TEXT SHOWN —
=====
Tuesday, October 25, 2005

The dog that didn’t bark

In some contemporary discussion of textual criticism of the NT one could easily get the impression that the text was in a state of considerable fluidity. One possible counter to this is the existence of locations in the text where there are fewer variants than we might expect (Conan Doyle’s ‘dog that did not bark’). I raised the example of Matthew 27:9 in http://rosetta.reltech.org/TC/vol08/Luz2003rev.html. If Luz is right that early scribes corrected Matthew 13:35 to preserve the truth of the text, why did so few do this in Matthew 27:9? Similarly, no scribes seem to have found the negative added in Matthew 2:6 problematic. Is there a case for studying non-assimilation and non-harmonization as phenomena? Can we establish that it is in fact a tiny minority of texts that may have been found difficult by early scribes that any of them ever deliberately altered? Can we find evidence against the assertion that scribes changed the text to try to maintain the appearance of its factual correctness?
=====
PROVIDED RECORDS —

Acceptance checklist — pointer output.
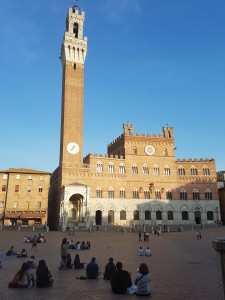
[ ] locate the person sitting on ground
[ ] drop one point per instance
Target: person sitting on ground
(92, 269)
(77, 264)
(120, 279)
(32, 268)
(88, 245)
(43, 275)
(11, 251)
(148, 252)
(141, 252)
(22, 276)
(23, 253)
(109, 268)
(68, 261)
(143, 281)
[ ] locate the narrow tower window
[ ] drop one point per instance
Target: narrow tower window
(75, 29)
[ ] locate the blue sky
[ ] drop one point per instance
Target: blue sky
(149, 63)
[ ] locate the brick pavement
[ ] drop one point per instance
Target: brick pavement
(181, 267)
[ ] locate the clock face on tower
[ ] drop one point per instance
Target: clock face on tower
(73, 148)
(149, 150)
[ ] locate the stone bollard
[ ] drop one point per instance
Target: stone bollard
(219, 245)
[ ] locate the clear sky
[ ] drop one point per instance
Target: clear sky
(149, 63)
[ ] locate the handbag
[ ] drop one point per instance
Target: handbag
(13, 283)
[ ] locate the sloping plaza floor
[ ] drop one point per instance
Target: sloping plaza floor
(181, 267)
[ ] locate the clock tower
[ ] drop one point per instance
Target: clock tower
(73, 53)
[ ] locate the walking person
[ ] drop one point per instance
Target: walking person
(63, 253)
(34, 242)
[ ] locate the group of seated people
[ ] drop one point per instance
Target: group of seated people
(40, 238)
(11, 251)
(142, 252)
(79, 245)
(26, 275)
(120, 279)
(76, 264)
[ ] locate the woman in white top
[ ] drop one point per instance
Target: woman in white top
(143, 280)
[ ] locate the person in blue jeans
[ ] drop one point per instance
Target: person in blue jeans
(92, 269)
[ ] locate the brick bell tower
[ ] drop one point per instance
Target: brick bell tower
(73, 53)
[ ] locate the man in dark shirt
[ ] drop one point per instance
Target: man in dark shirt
(109, 268)
(120, 280)
(92, 270)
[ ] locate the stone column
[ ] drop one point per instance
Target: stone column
(219, 245)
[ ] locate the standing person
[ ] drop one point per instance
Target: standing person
(141, 252)
(197, 235)
(148, 252)
(63, 252)
(143, 281)
(109, 268)
(44, 276)
(22, 276)
(1, 258)
(92, 269)
(32, 267)
(120, 279)
(34, 242)
(139, 236)
(76, 263)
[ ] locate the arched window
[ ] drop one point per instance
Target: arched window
(110, 193)
(158, 215)
(210, 216)
(134, 169)
(145, 170)
(196, 195)
(208, 195)
(194, 171)
(123, 215)
(122, 193)
(99, 167)
(168, 195)
(165, 152)
(181, 171)
(156, 170)
(135, 194)
(185, 215)
(183, 195)
(170, 215)
(111, 168)
(121, 168)
(146, 194)
(99, 192)
(147, 215)
(136, 215)
(134, 150)
(206, 171)
(75, 29)
(157, 194)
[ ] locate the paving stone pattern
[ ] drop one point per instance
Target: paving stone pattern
(181, 267)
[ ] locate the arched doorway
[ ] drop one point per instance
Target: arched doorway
(75, 213)
(197, 217)
(110, 217)
(98, 217)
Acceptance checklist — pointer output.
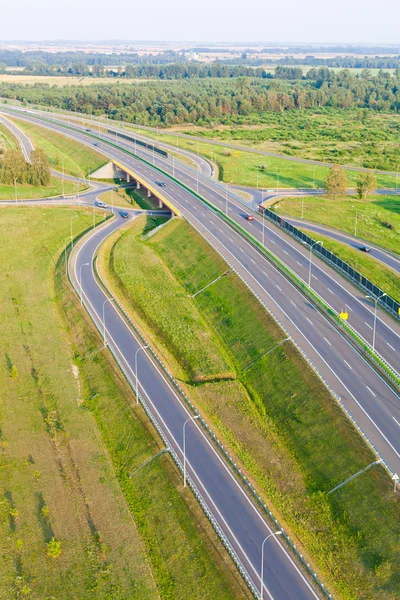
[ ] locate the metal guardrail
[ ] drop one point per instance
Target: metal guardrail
(354, 276)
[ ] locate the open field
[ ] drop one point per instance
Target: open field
(347, 136)
(382, 276)
(247, 168)
(30, 192)
(77, 159)
(69, 438)
(276, 416)
(371, 216)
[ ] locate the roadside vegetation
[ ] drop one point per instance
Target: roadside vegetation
(63, 153)
(376, 220)
(73, 523)
(384, 277)
(275, 415)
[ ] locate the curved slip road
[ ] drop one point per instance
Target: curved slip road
(374, 405)
(237, 516)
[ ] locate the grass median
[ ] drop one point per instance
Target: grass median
(376, 220)
(73, 524)
(276, 416)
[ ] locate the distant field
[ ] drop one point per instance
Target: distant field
(378, 273)
(78, 160)
(275, 416)
(70, 436)
(341, 214)
(248, 168)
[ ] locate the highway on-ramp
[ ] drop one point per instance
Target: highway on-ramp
(241, 522)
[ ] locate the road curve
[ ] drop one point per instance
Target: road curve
(239, 519)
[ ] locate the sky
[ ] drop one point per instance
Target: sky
=====
EXERCISE INSTRUCTIONS —
1. For the text on the dog that didn't bark, decide whether each statement agrees with it. Answer yes or no, and quote the text's deciding words exactly. (a) Scribes seem to have found the negative added in Matthew 2:6 problematic. (b) The "dog that did not bark" is credited to Conan Doyle. (c) The writer raised the example of Matthew 13:35 at the given web address.
2. Please arrange the stretch of the records from the line containing "[ ] locate the grass median" through the end of the records as a Markdown table. Use the columns Position and Text, with one numbered row per line and blank lines omitted.

WORKED SOLUTIONS —
1.
(a) No: "no scribes seem to have found the negative added in Matthew 2:6 problematic."
(b) Yes: "(Conan Doyle’s ‘dog that did not bark’)"
(c) No: "I raised the example of Matthew 27:9 in http://rosetta.reltech.org/TC/vol08/Luz2003rev.html."

2.
| Position | Text |
|---|---|
| 1 | [ ] locate the grass median |
| 2 | [ ] drop one point per instance |
| 3 | Target: grass median |
| 4 | (376, 220) |
| 5 | (73, 524) |
| 6 | (276, 416) |
| 7 | [ ] locate the distant field |
| 8 | [ ] drop one point per instance |
| 9 | Target: distant field |
| 10 | (378, 273) |
| 11 | (78, 160) |
| 12 | (275, 416) |
| 13 | (70, 436) |
| 14 | (341, 214) |
| 15 | (248, 168) |
| 16 | [ ] locate the highway on-ramp |
| 17 | [ ] drop one point per instance |
| 18 | Target: highway on-ramp |
| 19 | (241, 522) |
| 20 | [ ] locate the road curve |
| 21 | [ ] drop one point per instance |
| 22 | Target: road curve |
| 23 | (239, 519) |
| 24 | [ ] locate the sky |
| 25 | [ ] drop one point per instance |
| 26 | Target: sky |